Stored data section start

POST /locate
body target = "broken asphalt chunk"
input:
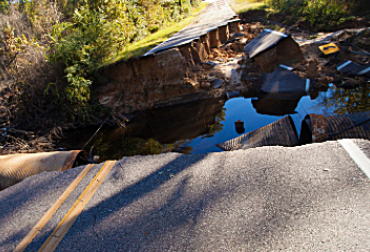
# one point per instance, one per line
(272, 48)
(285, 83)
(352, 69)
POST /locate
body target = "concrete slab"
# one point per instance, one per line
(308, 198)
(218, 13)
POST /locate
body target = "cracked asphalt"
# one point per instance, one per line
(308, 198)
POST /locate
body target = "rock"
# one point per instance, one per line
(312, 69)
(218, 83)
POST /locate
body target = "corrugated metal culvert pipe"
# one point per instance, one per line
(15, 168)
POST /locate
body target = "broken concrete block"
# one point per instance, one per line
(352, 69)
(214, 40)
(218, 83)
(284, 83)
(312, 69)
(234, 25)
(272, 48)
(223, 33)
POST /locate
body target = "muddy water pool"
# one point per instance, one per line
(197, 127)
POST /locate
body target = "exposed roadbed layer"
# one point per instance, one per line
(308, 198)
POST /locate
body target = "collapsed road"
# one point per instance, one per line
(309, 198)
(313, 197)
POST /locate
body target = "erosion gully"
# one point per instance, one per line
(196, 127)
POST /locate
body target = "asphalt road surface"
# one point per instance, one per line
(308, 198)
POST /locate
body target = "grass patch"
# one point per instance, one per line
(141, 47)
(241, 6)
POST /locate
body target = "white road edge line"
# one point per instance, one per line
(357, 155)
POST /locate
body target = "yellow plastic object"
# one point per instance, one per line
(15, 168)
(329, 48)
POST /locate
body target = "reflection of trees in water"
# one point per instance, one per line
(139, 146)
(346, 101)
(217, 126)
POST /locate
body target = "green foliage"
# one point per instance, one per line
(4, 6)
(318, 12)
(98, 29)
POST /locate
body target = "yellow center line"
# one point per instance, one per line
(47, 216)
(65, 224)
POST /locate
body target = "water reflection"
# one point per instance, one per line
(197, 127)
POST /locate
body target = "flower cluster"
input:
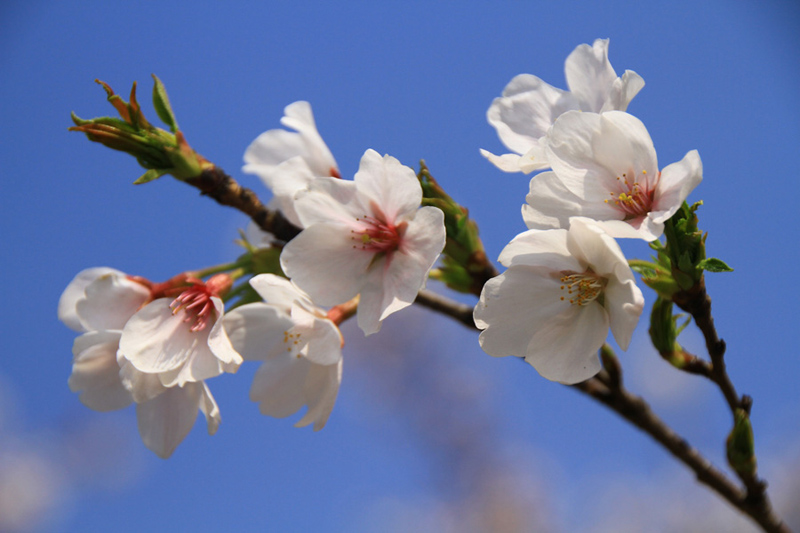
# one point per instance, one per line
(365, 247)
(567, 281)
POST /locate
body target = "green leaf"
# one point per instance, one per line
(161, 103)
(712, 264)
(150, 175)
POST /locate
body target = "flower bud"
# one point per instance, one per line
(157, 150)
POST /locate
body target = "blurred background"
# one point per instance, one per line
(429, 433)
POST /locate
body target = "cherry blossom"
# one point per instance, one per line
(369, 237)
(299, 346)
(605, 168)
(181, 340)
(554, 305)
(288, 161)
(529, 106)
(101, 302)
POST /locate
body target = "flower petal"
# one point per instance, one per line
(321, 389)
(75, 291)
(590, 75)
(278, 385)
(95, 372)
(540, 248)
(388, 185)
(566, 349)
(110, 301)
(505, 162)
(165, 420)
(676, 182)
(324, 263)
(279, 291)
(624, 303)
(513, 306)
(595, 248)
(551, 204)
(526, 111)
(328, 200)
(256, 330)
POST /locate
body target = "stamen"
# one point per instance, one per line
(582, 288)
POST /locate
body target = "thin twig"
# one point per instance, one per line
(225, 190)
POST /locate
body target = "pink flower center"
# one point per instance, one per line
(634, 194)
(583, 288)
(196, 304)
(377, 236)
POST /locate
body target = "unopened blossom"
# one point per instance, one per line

Stored data section end

#### Your task:
Make a word-for-word repeat of the material, skipping all pictures.

#### Solution for this exercise:
POST /locate
body target = "broken asphalt chunk"
input:
# one point per instance, one per line
(272, 48)
(285, 83)
(352, 69)
POST /locate
body target = "concrete slab"
# one point per instance, one per line
(308, 198)
(218, 13)
POST /locate
body target = "cracked asphalt"
# one point per instance, one per line
(308, 198)
POST /locate
body target = "rock"
# one point per instance, one per line
(312, 69)
(218, 83)
POST /locate
body target = "corrugated metal culvert pipe"
# one point per instance, one per line
(15, 168)
POST /locate
body target = "broken concrete block"
# one point per instance, one per line
(352, 69)
(214, 40)
(218, 83)
(284, 83)
(312, 69)
(234, 25)
(272, 48)
(223, 33)
POST /locate
body target = "muddy water pool"
# one point per instance, one per line
(197, 127)
POST /locate
body target = "exposed roadbed layer"
# one point per instance, one per line
(308, 198)
POST /locate
body target = "collapsed road"
# one point per instance, one per line
(309, 198)
(313, 197)
POST /locate
body target = "erosion gully"
# one point per instance, one per line
(196, 127)
POST /locate
body target = "asphalt road surface"
# one point per instance, one per line
(308, 198)
POST /locate
body target = "grass patch"
# one point per instance, one per line
(141, 47)
(241, 6)
POST /locate
body target = "white road edge line"
# one point per instance, one per line
(357, 155)
POST /locate
body target = "yellow plastic object"
# one point per instance, one per line
(15, 168)
(329, 48)
POST /locate
body target = "reflection of trees in water"
# one point per instance, one per line
(139, 146)
(346, 101)
(217, 126)
POST /locate
body target = "green foliage"
# one point per instance, one per line
(4, 6)
(318, 12)
(98, 29)
POST /locate
body target = "yellow center line"
# one point per instance, one per line
(47, 216)
(65, 224)
POST /locate
body target = "water reflection"
# one point per instance, one per line
(197, 127)
POST /locate
body target = "flower cluster"
input:
# one point per instance, one per line
(365, 247)
(567, 281)
POST /locate
body target = "green leaf"
# one point per instance, one per line
(161, 103)
(712, 264)
(150, 175)
POST /locate
body target = "flower bud"
# one point per instance, one per line
(157, 150)
POST /locate
body target = "blurred background"
# one point per instance, one per line
(429, 433)
POST /locate
body target = "cherry blossom"
# one point per instance, one per line
(369, 237)
(299, 346)
(605, 168)
(181, 340)
(554, 305)
(288, 161)
(529, 106)
(101, 302)
POST /locate
body target = "flower petal"
# one point per instance, one per line
(321, 389)
(75, 291)
(590, 75)
(278, 385)
(95, 372)
(540, 248)
(388, 185)
(566, 349)
(110, 301)
(505, 162)
(165, 420)
(676, 182)
(324, 263)
(279, 291)
(624, 303)
(513, 306)
(595, 248)
(551, 204)
(526, 111)
(328, 200)
(256, 330)
POST /locate
body target = "stamen"
# one point per instance, one per line
(582, 288)
POST /locate
body target = "thin twig"
# one point per instance, one per line
(225, 190)
POST /locate
body target = "pink flower center"
# one point per instance, one per line
(634, 194)
(583, 288)
(196, 304)
(377, 236)
POST /locate
body target = "unopened blossom"
# one point per instance, one per line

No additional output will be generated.